Job.
State how many lines in the items below contain the word "grey". Give only the number.

Exercise material.
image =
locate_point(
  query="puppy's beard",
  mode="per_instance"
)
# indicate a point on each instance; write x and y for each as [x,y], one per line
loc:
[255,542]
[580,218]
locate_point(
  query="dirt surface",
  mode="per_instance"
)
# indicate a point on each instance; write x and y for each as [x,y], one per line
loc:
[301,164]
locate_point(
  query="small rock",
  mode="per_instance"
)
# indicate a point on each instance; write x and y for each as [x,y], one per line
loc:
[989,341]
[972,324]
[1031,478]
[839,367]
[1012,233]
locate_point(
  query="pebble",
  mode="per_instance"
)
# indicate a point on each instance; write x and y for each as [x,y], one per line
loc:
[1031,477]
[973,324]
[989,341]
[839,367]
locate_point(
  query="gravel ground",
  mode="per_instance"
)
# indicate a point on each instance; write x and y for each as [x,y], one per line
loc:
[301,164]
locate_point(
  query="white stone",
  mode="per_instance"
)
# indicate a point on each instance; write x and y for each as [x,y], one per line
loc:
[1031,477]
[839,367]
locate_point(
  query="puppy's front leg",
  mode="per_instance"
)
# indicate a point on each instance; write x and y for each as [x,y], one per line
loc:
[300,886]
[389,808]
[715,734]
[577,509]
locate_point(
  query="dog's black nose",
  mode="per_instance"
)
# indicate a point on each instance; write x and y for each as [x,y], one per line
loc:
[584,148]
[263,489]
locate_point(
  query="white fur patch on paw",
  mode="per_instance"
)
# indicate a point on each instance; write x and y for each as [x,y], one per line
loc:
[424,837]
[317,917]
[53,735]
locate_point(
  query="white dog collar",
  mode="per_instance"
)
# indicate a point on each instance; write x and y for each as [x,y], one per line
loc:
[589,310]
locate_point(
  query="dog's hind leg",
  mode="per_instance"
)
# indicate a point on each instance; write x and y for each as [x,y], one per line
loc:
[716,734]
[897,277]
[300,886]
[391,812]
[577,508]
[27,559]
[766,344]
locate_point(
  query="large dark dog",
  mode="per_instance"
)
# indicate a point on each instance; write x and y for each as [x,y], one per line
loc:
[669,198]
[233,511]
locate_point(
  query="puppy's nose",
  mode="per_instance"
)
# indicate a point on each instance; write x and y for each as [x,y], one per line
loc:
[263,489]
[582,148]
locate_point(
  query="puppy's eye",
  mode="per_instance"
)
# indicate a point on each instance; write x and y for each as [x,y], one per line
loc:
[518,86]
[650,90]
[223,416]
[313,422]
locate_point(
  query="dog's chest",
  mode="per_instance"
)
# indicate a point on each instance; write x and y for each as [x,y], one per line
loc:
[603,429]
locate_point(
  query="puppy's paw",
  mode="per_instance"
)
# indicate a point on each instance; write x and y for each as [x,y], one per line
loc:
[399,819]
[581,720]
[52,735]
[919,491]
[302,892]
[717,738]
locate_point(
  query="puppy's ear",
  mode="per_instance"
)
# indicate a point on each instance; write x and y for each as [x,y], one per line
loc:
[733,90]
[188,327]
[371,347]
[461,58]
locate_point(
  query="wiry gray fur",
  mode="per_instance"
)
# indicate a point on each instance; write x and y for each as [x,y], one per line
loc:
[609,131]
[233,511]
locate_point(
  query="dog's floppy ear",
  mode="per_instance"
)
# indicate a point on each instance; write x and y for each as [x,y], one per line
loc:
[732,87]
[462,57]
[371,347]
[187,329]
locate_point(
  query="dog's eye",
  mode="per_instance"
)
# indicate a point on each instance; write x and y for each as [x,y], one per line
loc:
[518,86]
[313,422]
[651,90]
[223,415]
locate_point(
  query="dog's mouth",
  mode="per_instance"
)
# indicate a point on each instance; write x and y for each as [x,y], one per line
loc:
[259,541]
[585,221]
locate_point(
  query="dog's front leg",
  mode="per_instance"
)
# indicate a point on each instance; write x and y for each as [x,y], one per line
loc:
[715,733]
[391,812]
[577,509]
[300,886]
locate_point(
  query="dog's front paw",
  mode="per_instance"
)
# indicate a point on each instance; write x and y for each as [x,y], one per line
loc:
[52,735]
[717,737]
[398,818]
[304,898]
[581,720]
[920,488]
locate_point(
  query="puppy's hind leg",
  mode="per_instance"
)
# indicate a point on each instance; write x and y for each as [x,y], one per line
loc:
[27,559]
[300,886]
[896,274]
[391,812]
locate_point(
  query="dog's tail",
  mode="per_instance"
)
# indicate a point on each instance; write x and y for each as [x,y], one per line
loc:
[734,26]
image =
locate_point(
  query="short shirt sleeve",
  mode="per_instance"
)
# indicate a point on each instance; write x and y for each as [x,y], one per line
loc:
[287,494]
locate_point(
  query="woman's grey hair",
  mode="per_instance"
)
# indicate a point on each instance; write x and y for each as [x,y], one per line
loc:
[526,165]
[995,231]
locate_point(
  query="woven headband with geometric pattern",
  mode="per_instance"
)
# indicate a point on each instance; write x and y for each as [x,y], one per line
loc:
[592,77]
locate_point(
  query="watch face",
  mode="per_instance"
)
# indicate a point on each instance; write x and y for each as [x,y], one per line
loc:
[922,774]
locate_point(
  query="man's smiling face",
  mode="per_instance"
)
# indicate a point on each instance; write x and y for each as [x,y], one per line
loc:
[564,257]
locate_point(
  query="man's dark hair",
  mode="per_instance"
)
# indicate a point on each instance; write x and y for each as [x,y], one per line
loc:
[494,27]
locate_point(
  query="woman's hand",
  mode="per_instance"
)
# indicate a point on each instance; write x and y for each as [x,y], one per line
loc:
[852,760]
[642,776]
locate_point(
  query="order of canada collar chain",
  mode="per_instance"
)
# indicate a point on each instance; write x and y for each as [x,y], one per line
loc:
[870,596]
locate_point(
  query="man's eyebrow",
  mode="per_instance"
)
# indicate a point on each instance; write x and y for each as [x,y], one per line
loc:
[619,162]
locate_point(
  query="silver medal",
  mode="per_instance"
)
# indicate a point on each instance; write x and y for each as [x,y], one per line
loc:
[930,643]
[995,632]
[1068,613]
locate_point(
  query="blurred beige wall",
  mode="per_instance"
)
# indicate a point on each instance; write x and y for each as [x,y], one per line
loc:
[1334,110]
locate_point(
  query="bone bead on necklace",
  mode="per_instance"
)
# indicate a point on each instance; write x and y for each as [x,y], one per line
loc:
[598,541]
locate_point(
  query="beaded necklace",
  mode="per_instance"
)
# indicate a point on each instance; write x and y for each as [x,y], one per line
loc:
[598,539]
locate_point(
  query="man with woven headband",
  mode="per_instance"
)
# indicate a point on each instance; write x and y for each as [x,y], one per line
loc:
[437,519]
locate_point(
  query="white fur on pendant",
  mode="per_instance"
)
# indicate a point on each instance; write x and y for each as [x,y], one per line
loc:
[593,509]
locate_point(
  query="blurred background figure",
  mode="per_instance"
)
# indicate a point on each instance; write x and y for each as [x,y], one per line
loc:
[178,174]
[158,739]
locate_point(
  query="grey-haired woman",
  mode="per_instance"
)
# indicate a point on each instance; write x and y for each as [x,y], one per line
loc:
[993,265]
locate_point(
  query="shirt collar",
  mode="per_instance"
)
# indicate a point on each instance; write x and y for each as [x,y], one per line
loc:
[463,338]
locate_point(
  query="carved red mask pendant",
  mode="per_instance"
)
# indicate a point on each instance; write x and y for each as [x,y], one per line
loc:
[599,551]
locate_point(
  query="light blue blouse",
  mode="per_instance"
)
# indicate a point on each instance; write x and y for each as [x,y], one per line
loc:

Task answer.
2